Records provided:
________________________________________

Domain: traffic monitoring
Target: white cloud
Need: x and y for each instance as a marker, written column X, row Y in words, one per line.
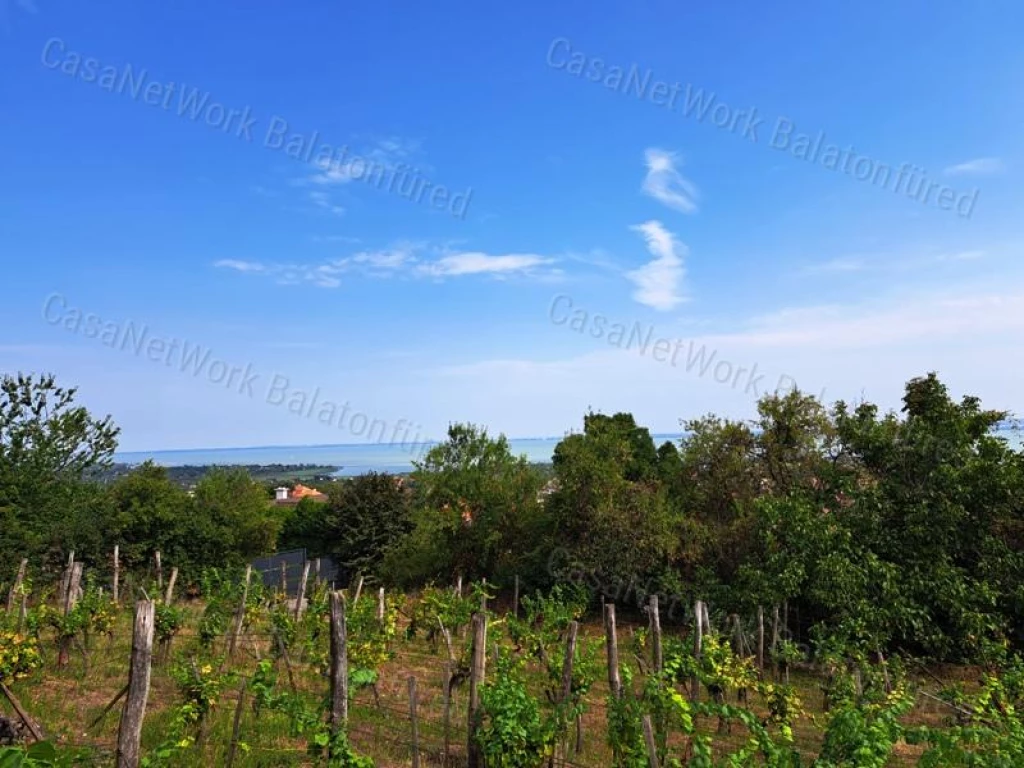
column 962, row 256
column 666, row 184
column 242, row 266
column 837, row 265
column 323, row 200
column 978, row 167
column 658, row 283
column 343, row 166
column 851, row 351
column 403, row 258
column 481, row 263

________________________________________

What you are asked to do:
Type the listing out again word for word, passing over each picture.

Written solution:
Domain: traffic monitoring
Target: white cloud
Need: x and y for each instance as a marker, written column X, row Y in words, one per line.
column 962, row 256
column 666, row 184
column 242, row 266
column 837, row 265
column 323, row 200
column 978, row 167
column 658, row 283
column 343, row 166
column 851, row 351
column 403, row 258
column 481, row 263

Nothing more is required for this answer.